• [Challenge 1]: In the article on the Colombia–Ecuador trade dispute, what did Ecuador's central bank report as the trade deficit with Colombia during the first ten months of last year?
• [Challenge 2]: List every term the Colombian commerce and industry ministry used in the article on the Colombia–Ecuador trade dispute to characterize its new tariff.
• [Challenge 3]: Extend the article on the Colombia–Ecuador trade dispute, beginning after its final sentence.

• [Page]:
####

Colombia has suspended electricity sales to Ecuador and imposed new tariffs on imports from its neighbor, escalating a dispute over trade imbalances and drug trafficking cooperation. The move came one day after Ecuador announced a 30% “security charge” on goods imported from Colombia, set to take effect on February 1.
Ecuador’s President Daniel Noboa said the security charge was necessary due to a large trade deficit with Colombia and what Ecuador described as insufficient cooperation in stopping drug traffickers along the shared border. According to Ecuador’s central bank, the trade deficit with Colombia reached $838 million during the first ten months of last year.
Colombia rejected the accusations. In response, the Colombian government announced a 30% tariff on 20 products imported from Ecuador. The commerce and industry ministry said the tariff was proportional, temporary, and subject to review. It stated that the measure was intended to restore balance following Ecuador’s unilateral decision and added that Colombia remained open to dialogue.

####

• [Listed records]:
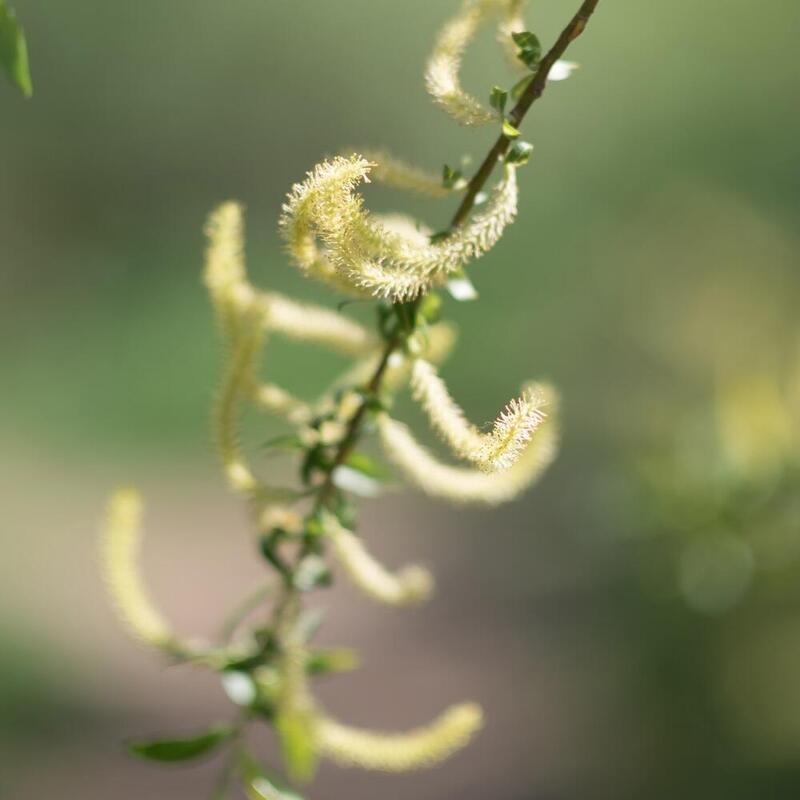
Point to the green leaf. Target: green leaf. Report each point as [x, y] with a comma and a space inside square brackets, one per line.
[509, 130]
[520, 86]
[336, 659]
[264, 788]
[498, 98]
[181, 749]
[296, 735]
[368, 466]
[519, 152]
[530, 48]
[14, 50]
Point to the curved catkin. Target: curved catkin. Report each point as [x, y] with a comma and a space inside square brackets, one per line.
[466, 486]
[496, 450]
[399, 752]
[121, 543]
[397, 174]
[236, 387]
[371, 257]
[409, 586]
[305, 322]
[442, 72]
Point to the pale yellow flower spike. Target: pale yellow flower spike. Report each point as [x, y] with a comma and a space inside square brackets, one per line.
[441, 75]
[233, 296]
[492, 451]
[120, 548]
[309, 323]
[399, 752]
[470, 486]
[236, 387]
[409, 586]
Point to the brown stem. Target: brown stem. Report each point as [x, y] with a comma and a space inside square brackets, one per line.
[531, 94]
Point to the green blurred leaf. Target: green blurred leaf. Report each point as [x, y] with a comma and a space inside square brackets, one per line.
[311, 572]
[287, 441]
[181, 749]
[450, 177]
[368, 466]
[509, 130]
[530, 48]
[260, 784]
[296, 735]
[14, 50]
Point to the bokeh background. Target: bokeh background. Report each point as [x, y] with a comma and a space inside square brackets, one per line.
[632, 626]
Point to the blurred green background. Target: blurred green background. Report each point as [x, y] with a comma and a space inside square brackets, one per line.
[632, 626]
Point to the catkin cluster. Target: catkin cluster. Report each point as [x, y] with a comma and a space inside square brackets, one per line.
[330, 236]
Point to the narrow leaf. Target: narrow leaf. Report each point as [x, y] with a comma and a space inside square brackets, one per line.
[14, 50]
[181, 749]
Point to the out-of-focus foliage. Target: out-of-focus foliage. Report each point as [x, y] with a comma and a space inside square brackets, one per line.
[14, 50]
[657, 246]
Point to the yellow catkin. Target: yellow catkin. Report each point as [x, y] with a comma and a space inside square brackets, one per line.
[121, 544]
[496, 450]
[376, 258]
[464, 485]
[409, 586]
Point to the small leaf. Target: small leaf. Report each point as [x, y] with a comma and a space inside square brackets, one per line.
[311, 572]
[259, 784]
[14, 50]
[519, 152]
[287, 441]
[352, 480]
[308, 623]
[451, 178]
[430, 307]
[561, 70]
[296, 735]
[530, 48]
[509, 130]
[181, 749]
[498, 98]
[262, 788]
[335, 659]
[240, 687]
[368, 466]
[520, 86]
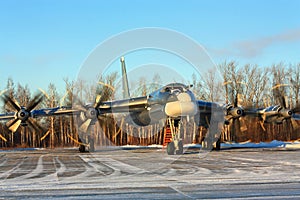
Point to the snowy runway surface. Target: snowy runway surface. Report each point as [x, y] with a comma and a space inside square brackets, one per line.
[113, 173]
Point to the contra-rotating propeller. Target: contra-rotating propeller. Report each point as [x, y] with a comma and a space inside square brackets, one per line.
[91, 113]
[22, 115]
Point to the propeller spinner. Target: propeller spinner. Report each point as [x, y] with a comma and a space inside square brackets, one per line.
[23, 113]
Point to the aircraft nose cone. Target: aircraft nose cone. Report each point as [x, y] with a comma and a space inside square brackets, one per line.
[184, 97]
[184, 106]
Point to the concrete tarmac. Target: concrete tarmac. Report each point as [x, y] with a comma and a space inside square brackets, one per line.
[114, 173]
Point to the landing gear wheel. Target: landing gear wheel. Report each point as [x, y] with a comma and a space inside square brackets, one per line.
[218, 145]
[171, 148]
[81, 148]
[180, 148]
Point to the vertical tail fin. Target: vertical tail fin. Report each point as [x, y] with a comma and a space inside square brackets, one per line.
[126, 94]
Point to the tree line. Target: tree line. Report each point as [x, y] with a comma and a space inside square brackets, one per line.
[252, 86]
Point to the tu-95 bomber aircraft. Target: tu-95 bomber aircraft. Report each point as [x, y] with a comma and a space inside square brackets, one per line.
[172, 102]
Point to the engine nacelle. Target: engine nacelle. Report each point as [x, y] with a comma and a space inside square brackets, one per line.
[286, 113]
[23, 114]
[235, 112]
[141, 118]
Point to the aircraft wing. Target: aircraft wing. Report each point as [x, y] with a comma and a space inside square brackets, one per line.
[54, 111]
[137, 104]
[7, 116]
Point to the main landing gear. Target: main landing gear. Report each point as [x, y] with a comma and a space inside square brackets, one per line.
[175, 146]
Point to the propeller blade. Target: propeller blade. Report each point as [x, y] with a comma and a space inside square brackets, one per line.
[35, 125]
[11, 102]
[44, 136]
[262, 125]
[283, 102]
[38, 98]
[235, 103]
[85, 126]
[3, 138]
[294, 124]
[15, 125]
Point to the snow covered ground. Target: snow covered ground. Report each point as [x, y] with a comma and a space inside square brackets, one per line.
[264, 171]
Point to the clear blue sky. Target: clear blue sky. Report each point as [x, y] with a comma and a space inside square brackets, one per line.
[42, 42]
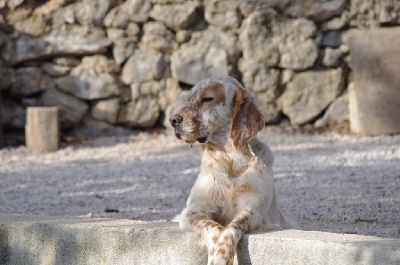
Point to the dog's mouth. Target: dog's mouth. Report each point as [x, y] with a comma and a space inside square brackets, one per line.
[201, 140]
[190, 140]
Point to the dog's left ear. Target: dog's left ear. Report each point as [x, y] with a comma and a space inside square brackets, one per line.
[247, 119]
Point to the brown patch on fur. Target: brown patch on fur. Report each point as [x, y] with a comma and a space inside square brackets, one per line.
[247, 119]
[212, 252]
[221, 251]
[216, 91]
[245, 188]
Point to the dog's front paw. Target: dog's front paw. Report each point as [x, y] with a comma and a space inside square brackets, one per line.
[224, 251]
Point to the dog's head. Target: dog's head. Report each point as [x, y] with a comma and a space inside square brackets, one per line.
[218, 107]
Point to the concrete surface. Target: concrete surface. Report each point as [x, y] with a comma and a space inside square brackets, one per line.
[29, 240]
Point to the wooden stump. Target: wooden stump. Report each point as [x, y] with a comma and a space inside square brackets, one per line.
[1, 126]
[42, 129]
[374, 101]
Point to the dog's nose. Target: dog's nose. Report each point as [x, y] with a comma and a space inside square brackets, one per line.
[175, 120]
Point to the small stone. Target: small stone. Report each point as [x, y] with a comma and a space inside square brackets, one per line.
[331, 57]
[143, 65]
[309, 93]
[176, 16]
[338, 111]
[106, 110]
[182, 36]
[71, 109]
[331, 39]
[55, 70]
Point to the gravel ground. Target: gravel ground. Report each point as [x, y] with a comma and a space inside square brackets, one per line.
[326, 181]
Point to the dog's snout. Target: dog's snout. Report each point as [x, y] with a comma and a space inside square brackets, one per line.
[175, 120]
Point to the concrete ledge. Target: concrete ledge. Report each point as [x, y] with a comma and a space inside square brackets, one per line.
[32, 240]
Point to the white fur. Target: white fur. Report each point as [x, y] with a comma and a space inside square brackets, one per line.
[234, 186]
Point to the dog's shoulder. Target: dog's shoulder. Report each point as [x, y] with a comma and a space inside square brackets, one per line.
[262, 151]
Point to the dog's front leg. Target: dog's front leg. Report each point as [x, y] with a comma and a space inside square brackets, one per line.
[227, 242]
[206, 229]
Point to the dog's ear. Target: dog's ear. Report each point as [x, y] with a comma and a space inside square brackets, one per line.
[247, 119]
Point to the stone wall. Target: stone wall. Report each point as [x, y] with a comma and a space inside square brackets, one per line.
[125, 62]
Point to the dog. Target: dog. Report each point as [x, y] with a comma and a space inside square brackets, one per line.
[234, 192]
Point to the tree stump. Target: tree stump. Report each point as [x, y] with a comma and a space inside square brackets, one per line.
[374, 101]
[1, 126]
[42, 129]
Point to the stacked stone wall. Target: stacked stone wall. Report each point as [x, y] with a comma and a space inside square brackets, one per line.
[124, 63]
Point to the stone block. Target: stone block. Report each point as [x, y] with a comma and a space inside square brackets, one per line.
[42, 129]
[375, 99]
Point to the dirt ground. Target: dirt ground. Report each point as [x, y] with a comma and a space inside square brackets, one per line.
[325, 180]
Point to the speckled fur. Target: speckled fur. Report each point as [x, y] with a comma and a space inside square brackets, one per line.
[234, 192]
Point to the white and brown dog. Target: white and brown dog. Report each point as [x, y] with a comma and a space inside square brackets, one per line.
[234, 192]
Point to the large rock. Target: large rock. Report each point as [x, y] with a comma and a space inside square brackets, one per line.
[375, 99]
[143, 65]
[71, 109]
[337, 112]
[275, 41]
[316, 10]
[22, 48]
[309, 93]
[13, 115]
[27, 21]
[7, 75]
[106, 110]
[157, 36]
[258, 78]
[223, 13]
[371, 13]
[129, 11]
[55, 69]
[94, 78]
[263, 82]
[209, 53]
[169, 93]
[123, 46]
[165, 91]
[176, 16]
[29, 81]
[142, 113]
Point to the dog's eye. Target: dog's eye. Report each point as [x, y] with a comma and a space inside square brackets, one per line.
[206, 99]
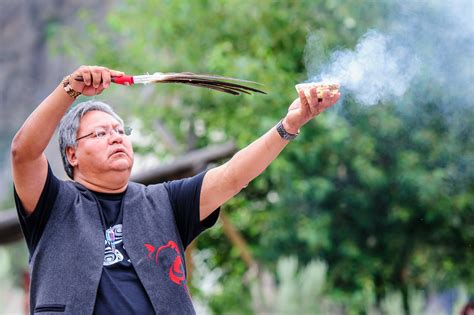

####

• [Right answer 1]: $838 million

• [Right answer 2]: Proportional, temporary, and subject to review.

• [Right answer 3]:
While Colombia did not specify which products would be affected, official data shows that Colombia’s leading imports from Ecuador include fish, vegetable oil, and auto parts. During the first 11 months of last year, Colombia exported $1.67 billion worth of goods to Ecuador, accounting for 3.6% of its total exports.
Electricity and Oil Add Pressure to the Dispute
In addition to trade tariffs, Colombia announced it would suspend international electricity transactions with Ecuador. Colombia is a key electricity supplier to its neighbor, making the decision significant for Ecuador’s energy supply.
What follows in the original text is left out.